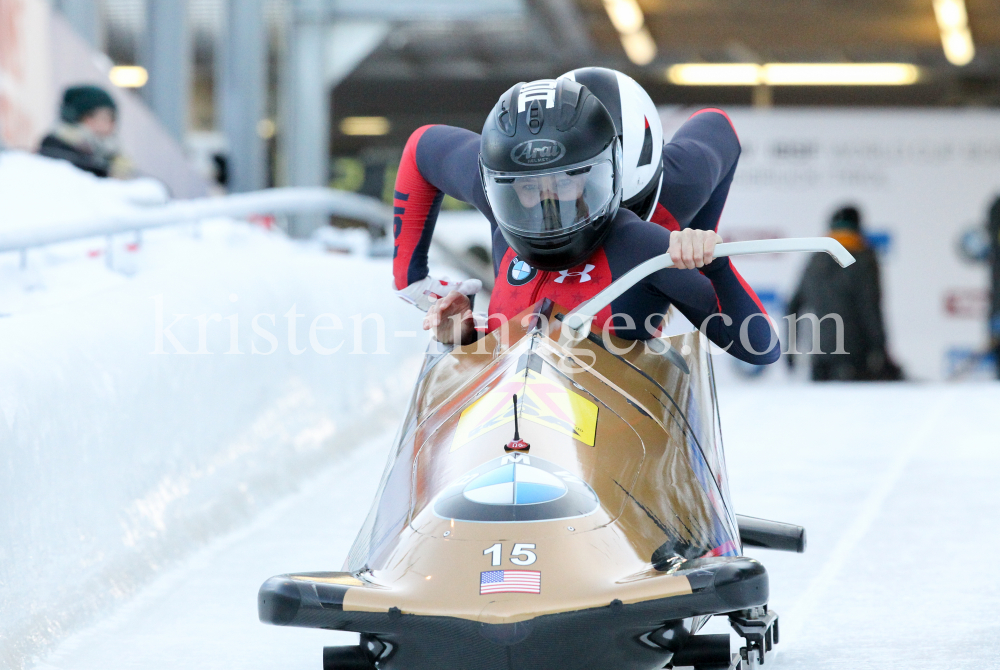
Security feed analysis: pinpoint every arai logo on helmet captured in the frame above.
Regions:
[510,140,566,165]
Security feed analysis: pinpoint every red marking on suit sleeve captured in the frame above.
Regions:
[688,107,740,142]
[649,203,681,231]
[729,260,770,321]
[392,126,438,289]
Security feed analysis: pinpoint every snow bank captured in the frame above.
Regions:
[0,151,167,230]
[0,159,434,668]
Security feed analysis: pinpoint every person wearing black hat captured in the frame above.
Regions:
[38,85,125,177]
[787,205,902,381]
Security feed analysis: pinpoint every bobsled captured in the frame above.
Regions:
[258,238,853,670]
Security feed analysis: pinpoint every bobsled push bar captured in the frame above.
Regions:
[563,237,854,342]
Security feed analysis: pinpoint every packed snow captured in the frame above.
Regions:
[0,153,438,668]
[0,151,168,231]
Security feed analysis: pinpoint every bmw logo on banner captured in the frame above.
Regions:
[507,256,538,286]
[434,454,598,523]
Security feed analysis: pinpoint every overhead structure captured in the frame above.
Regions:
[141,0,191,142]
[219,0,266,193]
[604,0,656,65]
[934,0,976,66]
[52,0,104,50]
[666,63,920,86]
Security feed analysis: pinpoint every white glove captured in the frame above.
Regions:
[396,275,483,312]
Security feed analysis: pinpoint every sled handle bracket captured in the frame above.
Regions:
[561,237,854,343]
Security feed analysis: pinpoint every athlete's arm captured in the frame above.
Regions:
[676,258,781,365]
[392,126,494,290]
[652,109,740,230]
[605,222,780,365]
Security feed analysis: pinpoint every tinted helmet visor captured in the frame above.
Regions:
[480,143,619,238]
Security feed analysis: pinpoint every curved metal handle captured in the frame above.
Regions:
[562,237,854,340]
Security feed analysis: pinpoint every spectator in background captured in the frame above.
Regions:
[38,85,129,178]
[788,206,902,381]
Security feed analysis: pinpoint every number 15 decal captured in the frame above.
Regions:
[483,542,538,567]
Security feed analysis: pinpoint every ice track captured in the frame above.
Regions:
[36,384,1000,670]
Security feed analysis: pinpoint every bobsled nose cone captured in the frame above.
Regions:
[257,577,302,626]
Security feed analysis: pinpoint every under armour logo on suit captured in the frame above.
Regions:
[556,263,594,284]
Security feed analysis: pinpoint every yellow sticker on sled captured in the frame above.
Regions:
[451,369,597,451]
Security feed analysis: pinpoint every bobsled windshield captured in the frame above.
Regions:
[346,308,740,571]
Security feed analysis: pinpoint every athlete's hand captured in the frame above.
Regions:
[667,228,722,270]
[424,291,476,344]
[394,275,483,312]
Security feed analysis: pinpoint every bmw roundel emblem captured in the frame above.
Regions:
[434,454,598,523]
[507,256,538,286]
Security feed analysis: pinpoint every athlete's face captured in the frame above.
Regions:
[514,172,587,209]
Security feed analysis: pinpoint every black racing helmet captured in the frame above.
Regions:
[563,67,663,221]
[479,79,622,271]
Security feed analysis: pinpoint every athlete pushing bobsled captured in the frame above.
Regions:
[393,68,778,364]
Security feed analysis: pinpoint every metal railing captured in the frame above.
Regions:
[0,188,392,267]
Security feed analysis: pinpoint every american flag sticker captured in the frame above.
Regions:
[479,570,542,596]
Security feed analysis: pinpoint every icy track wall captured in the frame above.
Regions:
[0,217,427,668]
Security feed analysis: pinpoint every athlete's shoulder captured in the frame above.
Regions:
[414,124,479,154]
[664,107,740,149]
[416,125,479,181]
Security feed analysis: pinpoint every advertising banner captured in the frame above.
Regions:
[662,108,1000,379]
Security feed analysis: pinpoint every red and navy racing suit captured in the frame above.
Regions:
[393,110,780,365]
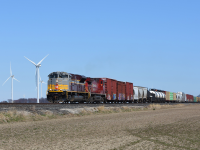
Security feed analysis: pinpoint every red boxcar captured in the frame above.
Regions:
[85,78,117,100]
[102,78,117,100]
[125,82,133,100]
[85,78,134,101]
[117,81,126,100]
[186,94,194,102]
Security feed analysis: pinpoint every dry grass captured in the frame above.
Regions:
[0,110,57,123]
[0,104,184,123]
[0,105,200,150]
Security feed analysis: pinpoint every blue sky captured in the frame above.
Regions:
[0,0,200,101]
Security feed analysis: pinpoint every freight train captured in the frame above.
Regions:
[47,71,200,103]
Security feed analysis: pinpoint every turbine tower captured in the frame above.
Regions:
[2,63,19,103]
[24,54,49,103]
[40,77,46,98]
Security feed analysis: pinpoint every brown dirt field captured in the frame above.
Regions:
[0,105,200,150]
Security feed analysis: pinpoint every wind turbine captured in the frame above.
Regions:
[2,63,19,103]
[40,77,46,98]
[24,54,49,103]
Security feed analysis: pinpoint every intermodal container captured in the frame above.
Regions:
[125,82,133,100]
[117,81,126,100]
[193,96,197,102]
[186,94,194,102]
[169,92,174,101]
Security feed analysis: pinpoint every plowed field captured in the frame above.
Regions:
[0,104,200,150]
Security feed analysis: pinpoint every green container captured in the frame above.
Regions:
[169,92,174,101]
[193,96,197,102]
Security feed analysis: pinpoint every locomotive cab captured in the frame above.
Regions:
[47,72,89,103]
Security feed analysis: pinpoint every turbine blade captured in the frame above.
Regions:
[10,62,12,76]
[37,54,49,65]
[24,56,36,66]
[2,76,11,86]
[13,78,20,82]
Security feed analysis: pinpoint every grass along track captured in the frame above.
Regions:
[0,105,200,150]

REQUIREMENT: Can you rewrite the part of the rows that opens with the line containing "Security feed analysis: pinpoint every number" and closes with the line containing "[257,577,302,626]", keeping every line including the requests, but scaling each bounding box coordinate in the answers by 1.95 and rounding to whole numbers with halves rounded up? Give only those lines.

PROBLEM SOLUTION:
Security feed analysis: pinpoint every number 15 decal captured in the frame above.
Regions:
[942,1057,1049,1106]
Security feed analysis: pinpoint every ice track captured in the frame above.
Regions:
[70,749,1950,1307]
Security feed analysis: pinpoint every bobsled nose cone captured in the frame above.
Regions:
[501,1125,589,1221]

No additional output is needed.